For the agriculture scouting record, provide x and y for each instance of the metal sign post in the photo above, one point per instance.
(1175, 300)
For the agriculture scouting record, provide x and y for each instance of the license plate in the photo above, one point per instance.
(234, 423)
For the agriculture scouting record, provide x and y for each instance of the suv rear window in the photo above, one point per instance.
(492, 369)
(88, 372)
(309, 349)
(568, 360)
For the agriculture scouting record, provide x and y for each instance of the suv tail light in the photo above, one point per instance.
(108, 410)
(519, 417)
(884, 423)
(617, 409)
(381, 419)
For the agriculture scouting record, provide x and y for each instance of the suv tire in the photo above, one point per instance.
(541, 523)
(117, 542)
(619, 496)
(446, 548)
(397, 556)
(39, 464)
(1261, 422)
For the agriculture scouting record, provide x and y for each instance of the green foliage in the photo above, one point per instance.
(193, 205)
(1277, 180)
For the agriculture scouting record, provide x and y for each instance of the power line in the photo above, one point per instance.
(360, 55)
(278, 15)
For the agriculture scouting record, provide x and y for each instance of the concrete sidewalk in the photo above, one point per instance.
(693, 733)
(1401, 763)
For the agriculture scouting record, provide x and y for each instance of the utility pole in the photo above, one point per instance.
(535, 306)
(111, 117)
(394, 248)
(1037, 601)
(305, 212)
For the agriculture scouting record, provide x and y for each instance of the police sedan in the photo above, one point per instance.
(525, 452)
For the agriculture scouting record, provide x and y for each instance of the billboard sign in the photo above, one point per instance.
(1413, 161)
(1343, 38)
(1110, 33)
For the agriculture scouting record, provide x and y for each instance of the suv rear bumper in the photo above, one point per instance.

---

(What the task requires):
Rescale every line from the one containing "of the concrete" through the end of the records. Keep the text lines unchanged, multiply each coordinate in the answers by 0.6, round to whole numbers with halves going up, and give only those lines.

(Output below):
For the agriculture scouting record, provide x and y for each instance of the concrete sidewalk in the photo above, one point per instance.
(416, 440)
(841, 458)
For the agriculture scouting record, provide x and y for each instance of the utility pole in the photo above, one point per instance.
(321, 184)
(67, 70)
(236, 149)
(622, 361)
(183, 127)
For the agriculture scouting record, provide x and y for each instance of the police sedan in the photo above, one point per instance.
(315, 271)
For the agriculture scouting record, provide x and y for each instance of the billboard sign in the photo above, one point per instance.
(848, 97)
(806, 23)
(666, 20)
For the agriculture scouting record, provide x and y for each instance of the suv rear bumper in the photo above, one point per instance.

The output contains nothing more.